== WHAT NEEDS TO BE DONE ==
The answer must consist of every record below, transcribed exactly.
*** RECORDS SUPPLIED ***
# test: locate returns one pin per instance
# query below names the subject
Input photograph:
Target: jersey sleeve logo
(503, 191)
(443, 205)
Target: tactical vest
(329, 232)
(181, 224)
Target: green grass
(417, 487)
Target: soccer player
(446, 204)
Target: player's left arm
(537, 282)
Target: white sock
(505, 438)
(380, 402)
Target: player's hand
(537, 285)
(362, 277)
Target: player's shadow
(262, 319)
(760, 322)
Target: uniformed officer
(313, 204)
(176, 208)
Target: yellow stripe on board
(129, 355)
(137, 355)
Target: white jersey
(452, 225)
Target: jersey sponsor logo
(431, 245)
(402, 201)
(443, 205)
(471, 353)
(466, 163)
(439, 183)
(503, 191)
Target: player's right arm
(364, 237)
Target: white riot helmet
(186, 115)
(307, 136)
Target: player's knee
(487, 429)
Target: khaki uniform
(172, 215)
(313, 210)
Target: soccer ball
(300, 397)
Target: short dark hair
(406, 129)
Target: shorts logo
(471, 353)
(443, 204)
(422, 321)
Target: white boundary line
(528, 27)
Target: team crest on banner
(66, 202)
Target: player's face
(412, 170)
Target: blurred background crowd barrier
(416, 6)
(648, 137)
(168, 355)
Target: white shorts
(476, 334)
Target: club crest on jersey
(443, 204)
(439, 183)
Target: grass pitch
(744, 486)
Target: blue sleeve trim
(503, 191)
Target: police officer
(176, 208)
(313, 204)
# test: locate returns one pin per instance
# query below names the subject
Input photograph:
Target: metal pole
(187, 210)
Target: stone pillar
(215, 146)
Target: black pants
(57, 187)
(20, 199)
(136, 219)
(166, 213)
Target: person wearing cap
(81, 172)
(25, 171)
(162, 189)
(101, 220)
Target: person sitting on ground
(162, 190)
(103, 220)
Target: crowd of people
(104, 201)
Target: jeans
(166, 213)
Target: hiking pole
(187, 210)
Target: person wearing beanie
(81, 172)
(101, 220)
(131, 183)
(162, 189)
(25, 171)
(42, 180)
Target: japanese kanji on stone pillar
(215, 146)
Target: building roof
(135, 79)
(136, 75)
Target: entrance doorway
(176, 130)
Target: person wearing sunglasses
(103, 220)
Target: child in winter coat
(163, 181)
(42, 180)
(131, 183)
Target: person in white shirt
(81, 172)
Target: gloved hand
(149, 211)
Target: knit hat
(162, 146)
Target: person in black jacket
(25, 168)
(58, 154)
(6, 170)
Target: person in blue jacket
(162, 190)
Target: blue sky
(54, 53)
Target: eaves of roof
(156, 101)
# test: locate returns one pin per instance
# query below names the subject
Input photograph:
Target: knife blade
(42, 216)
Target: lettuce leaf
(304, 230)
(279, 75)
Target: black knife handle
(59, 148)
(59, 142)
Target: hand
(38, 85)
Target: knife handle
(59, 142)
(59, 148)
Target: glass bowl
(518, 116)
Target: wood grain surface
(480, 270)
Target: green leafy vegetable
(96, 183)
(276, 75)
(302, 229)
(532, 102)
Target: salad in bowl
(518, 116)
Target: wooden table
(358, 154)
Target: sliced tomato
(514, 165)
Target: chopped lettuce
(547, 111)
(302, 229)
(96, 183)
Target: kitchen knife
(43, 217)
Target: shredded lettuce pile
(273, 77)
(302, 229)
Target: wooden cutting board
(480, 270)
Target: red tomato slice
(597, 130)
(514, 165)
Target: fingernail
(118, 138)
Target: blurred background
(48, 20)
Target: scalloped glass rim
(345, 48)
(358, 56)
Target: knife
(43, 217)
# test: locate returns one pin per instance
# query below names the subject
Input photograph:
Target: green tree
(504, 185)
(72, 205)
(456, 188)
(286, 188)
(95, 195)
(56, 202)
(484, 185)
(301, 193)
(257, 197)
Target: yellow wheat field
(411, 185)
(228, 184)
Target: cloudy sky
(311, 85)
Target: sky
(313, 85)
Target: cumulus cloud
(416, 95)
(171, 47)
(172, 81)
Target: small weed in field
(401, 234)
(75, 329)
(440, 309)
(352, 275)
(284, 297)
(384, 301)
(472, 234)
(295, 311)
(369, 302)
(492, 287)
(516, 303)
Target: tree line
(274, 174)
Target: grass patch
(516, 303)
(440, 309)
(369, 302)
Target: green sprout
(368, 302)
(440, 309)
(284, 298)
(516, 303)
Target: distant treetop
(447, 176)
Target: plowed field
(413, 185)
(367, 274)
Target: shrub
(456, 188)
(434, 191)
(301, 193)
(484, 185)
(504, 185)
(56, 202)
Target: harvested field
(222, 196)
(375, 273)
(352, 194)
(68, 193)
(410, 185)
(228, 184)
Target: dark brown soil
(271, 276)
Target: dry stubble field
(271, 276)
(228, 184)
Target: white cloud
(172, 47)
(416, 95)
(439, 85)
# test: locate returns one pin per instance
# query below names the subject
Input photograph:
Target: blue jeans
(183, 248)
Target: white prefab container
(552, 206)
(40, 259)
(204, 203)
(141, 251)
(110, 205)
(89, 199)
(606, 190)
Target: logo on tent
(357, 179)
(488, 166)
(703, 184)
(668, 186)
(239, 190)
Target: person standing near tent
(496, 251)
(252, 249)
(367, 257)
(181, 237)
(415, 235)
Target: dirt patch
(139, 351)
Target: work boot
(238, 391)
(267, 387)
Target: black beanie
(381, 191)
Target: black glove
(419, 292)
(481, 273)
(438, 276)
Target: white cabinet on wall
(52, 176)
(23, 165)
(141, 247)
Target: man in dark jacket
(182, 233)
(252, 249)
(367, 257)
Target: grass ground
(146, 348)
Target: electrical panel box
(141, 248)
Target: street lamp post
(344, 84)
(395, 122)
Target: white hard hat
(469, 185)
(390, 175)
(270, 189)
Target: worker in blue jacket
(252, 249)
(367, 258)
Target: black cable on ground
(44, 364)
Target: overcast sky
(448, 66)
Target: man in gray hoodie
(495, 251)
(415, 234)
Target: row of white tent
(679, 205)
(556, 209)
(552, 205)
***
== YOUR RESPONSE ==
# test: locate returns one pin per instance
# query below names the subject
Input photograph:
Target: jersey sleeve logo
(503, 191)
(443, 205)
Target: tactical vest
(329, 232)
(181, 224)
Target: green grass
(417, 487)
Target: soccer player
(446, 204)
Target: player's left arm
(537, 282)
Target: white sock
(505, 438)
(380, 402)
Target: player's hand
(537, 285)
(362, 277)
Target: player's shadow
(262, 319)
(760, 322)
Target: uniformed officer
(313, 204)
(176, 208)
Target: yellow stripe on board
(129, 355)
(137, 355)
Target: white jersey
(452, 225)
Target: jersey sponsor logo
(431, 245)
(402, 201)
(443, 205)
(471, 353)
(466, 163)
(439, 183)
(503, 191)
Target: player's right arm
(364, 237)
Target: white riot helmet
(186, 115)
(307, 136)
Target: player's knee
(487, 429)
Target: khaki uniform
(172, 215)
(313, 210)
Target: soccer ball
(300, 397)
Target: short dark hair
(406, 129)
Target: shorts logo
(471, 353)
(443, 204)
(422, 321)
Target: white boundary line
(528, 27)
Target: team crest on banner
(66, 202)
Target: player's face
(412, 170)
Target: blurred background crowd barrier
(416, 6)
(648, 137)
(168, 355)
Target: white shorts
(476, 334)
Target: club crest on jersey
(443, 204)
(439, 183)
Target: grass pitch
(744, 486)
Target: blue sleeve trim
(503, 191)
Target: police officer
(176, 208)
(313, 204)
# test: locate returns one pin per instance
# query below names the subject
Input photograph:
Target: metal pole
(187, 210)
Target: stone pillar
(215, 146)
Target: black pants
(57, 187)
(20, 199)
(136, 219)
(166, 213)
Target: person wearing cap
(81, 172)
(25, 171)
(162, 189)
(101, 220)
Target: person sitting on ground
(162, 190)
(103, 220)
Target: crowd of people
(104, 201)
Target: jeans
(166, 213)
Target: hiking pole
(187, 210)
Target: person wearing beanie
(81, 172)
(101, 220)
(131, 183)
(162, 189)
(25, 171)
(42, 180)
Target: japanese kanji on stone pillar
(215, 146)
Target: building roof
(135, 79)
(136, 75)
Target: entrance doorway
(176, 130)
Target: person wearing sunglasses
(103, 220)
Target: child in winter coat
(163, 181)
(42, 180)
(131, 183)
Target: person in white shirt
(81, 172)
Target: gloved hand
(149, 211)
Target: knit hat
(162, 146)
Target: person in black jacket
(25, 168)
(58, 154)
(6, 170)
Target: person in blue jacket
(162, 190)
Target: blue sky
(54, 53)
Target: eaves of roof
(156, 101)
# test: locate returns one pin per instance
# query below names the subject
Input photograph:
Target: knife blade
(42, 216)
Target: lettuce leaf
(304, 230)
(279, 75)
Target: black knife handle
(59, 148)
(59, 142)
Target: hand
(38, 85)
Target: knife handle
(59, 142)
(59, 148)
Target: glass bowl
(518, 116)
Target: wood grain surface
(480, 270)
Target: green leafy vegetable
(96, 183)
(276, 75)
(302, 229)
(532, 102)
Target: salad in bowl
(518, 116)
Target: wooden table
(358, 154)
Target: sliced tomato
(514, 165)
Target: chopped lettuce
(547, 111)
(302, 229)
(96, 183)
Target: kitchen knife
(43, 217)
Target: shredded lettuce pile
(273, 77)
(302, 229)
Target: wooden cutting board
(480, 270)
Target: red tomato slice
(597, 130)
(514, 165)
Target: fingernail
(118, 138)
Target: blurred background
(48, 20)
Target: scalloped glass rim
(345, 48)
(358, 56)
Target: knife
(43, 217)
# test: locate returns one pin per instance
# query below names the subject
Input photograph:
Target: green tree
(504, 185)
(72, 205)
(456, 188)
(286, 188)
(95, 195)
(56, 202)
(484, 185)
(301, 193)
(257, 197)
Target: yellow wheat field
(411, 185)
(228, 184)
Target: cloudy sky
(311, 85)
Target: sky
(313, 85)
Target: cumulus cloud
(416, 95)
(171, 47)
(172, 81)
Target: small weed in field
(401, 234)
(75, 329)
(440, 309)
(352, 275)
(284, 297)
(384, 301)
(472, 234)
(295, 311)
(369, 302)
(492, 287)
(516, 303)
Target: tree line
(274, 174)
Target: grass patch
(516, 303)
(440, 309)
(369, 302)
Target: green sprout
(368, 302)
(440, 309)
(284, 298)
(516, 303)
Target: distant treetop
(447, 176)
Target: plowed field
(413, 185)
(367, 274)
Target: shrub
(456, 188)
(434, 191)
(301, 193)
(484, 185)
(504, 185)
(56, 202)
Target: harvested field
(222, 196)
(375, 273)
(352, 194)
(68, 193)
(410, 185)
(228, 184)
Target: dark brown soil
(271, 276)
Target: dry stubble field
(271, 276)
(228, 184)
Target: white cloud
(172, 47)
(416, 95)
(439, 85)
# test: locate returns one pin per instance
# query below names the subject
Input photograph:
Target: blue jeans
(183, 248)
Target: white prefab container
(552, 206)
(40, 259)
(204, 203)
(141, 251)
(110, 205)
(89, 199)
(606, 190)
Target: logo on tent
(357, 179)
(488, 166)
(703, 184)
(668, 186)
(239, 190)
Target: person standing near tent
(496, 251)
(252, 249)
(367, 257)
(181, 237)
(415, 235)
Target: dirt patch
(139, 351)
Target: work boot
(238, 391)
(267, 387)
Target: black beanie
(381, 191)
Target: black glove
(419, 292)
(481, 273)
(438, 276)
Target: white cabinet on wall
(52, 176)
(23, 165)
(141, 247)
Target: man in dark jacket
(182, 233)
(252, 249)
(367, 257)
Target: grass ground
(146, 348)
Target: electrical panel box
(141, 248)
Target: street lamp post
(344, 84)
(395, 122)
Target: white hard hat
(469, 185)
(390, 175)
(270, 189)
Target: worker in blue jacket
(252, 249)
(367, 258)
Target: black cable on ground
(44, 364)
Target: overcast sky
(448, 66)
Target: man in gray hoodie
(495, 251)
(415, 234)
Target: row of white tent
(679, 205)
(556, 209)
(552, 205)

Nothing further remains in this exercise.